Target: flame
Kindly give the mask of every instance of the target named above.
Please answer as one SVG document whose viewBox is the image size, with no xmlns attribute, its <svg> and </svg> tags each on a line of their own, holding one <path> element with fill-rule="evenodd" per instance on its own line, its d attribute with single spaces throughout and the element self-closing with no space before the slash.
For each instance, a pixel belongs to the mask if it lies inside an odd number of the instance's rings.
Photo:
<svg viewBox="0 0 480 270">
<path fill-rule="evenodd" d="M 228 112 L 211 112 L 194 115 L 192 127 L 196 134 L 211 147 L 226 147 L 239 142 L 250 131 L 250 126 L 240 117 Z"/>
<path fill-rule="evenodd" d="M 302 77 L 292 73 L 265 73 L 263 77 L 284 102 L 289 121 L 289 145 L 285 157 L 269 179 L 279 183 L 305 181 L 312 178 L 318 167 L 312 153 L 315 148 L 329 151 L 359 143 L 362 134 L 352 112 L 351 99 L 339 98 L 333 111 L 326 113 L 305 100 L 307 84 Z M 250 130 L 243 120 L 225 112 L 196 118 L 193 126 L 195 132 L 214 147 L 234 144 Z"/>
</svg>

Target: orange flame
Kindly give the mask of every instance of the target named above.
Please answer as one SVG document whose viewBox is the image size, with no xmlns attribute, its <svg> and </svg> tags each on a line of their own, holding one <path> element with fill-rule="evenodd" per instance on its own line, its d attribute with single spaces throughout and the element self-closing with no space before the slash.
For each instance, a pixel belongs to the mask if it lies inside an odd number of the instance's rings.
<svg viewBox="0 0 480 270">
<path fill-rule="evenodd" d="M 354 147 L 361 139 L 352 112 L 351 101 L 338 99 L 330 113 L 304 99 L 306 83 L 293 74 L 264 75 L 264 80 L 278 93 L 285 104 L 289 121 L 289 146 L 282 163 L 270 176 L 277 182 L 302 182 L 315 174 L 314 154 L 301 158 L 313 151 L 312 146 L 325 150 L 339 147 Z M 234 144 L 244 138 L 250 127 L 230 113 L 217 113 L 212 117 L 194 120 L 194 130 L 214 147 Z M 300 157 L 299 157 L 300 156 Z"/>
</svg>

- Your objective -
Copy the data above. Keep each line exact.

- Task solution -
Target: flame
Kindly give the mask of every instance of the target named above.
Please answer as one SVG document whose viewBox is the image size, with no xmlns attribute, its <svg> and </svg> tags each on a line of their own, holding one <path> element with fill-rule="evenodd" per instance on its own line, its d attribute with single spaces throughout and the element self-closing with no space before the slash.
For each instance, a pixel belongs to the mask if it lies inside an odd number of the instance's rings.
Photo:
<svg viewBox="0 0 480 270">
<path fill-rule="evenodd" d="M 228 112 L 211 112 L 194 115 L 192 127 L 196 134 L 211 147 L 226 147 L 239 142 L 250 131 L 250 126 L 240 117 Z"/>
<path fill-rule="evenodd" d="M 302 77 L 292 73 L 265 73 L 263 77 L 284 102 L 289 121 L 289 145 L 285 157 L 269 179 L 279 183 L 305 181 L 312 178 L 318 167 L 312 153 L 315 148 L 329 151 L 359 143 L 362 134 L 352 112 L 351 99 L 339 98 L 333 111 L 326 113 L 305 100 L 307 84 Z M 250 130 L 243 120 L 225 112 L 196 118 L 193 126 L 195 132 L 214 147 L 234 144 Z"/>
</svg>

Target: orange flame
Kindly give the mask of every instance of the target named above.
Please answer as one SVG document whose viewBox is the image size, with no xmlns attribute, its <svg> and </svg> tags each on a line of their own, holding one <path> element with fill-rule="evenodd" per instance on its own line, its d attribute with single spaces throughout and the element self-closing with no space before the slash.
For each instance, a pixel belongs to the mask if it lies inside an odd number of the instance's rings.
<svg viewBox="0 0 480 270">
<path fill-rule="evenodd" d="M 354 147 L 361 139 L 352 112 L 351 101 L 338 99 L 330 113 L 304 99 L 306 83 L 293 74 L 264 75 L 264 80 L 278 93 L 285 104 L 289 121 L 289 146 L 282 163 L 270 176 L 277 182 L 302 182 L 315 174 L 314 154 L 301 158 L 313 151 L 312 146 L 325 150 L 339 147 Z M 234 144 L 244 138 L 250 127 L 230 113 L 217 113 L 212 117 L 194 120 L 194 130 L 214 147 Z M 300 157 L 299 157 L 300 156 Z"/>
</svg>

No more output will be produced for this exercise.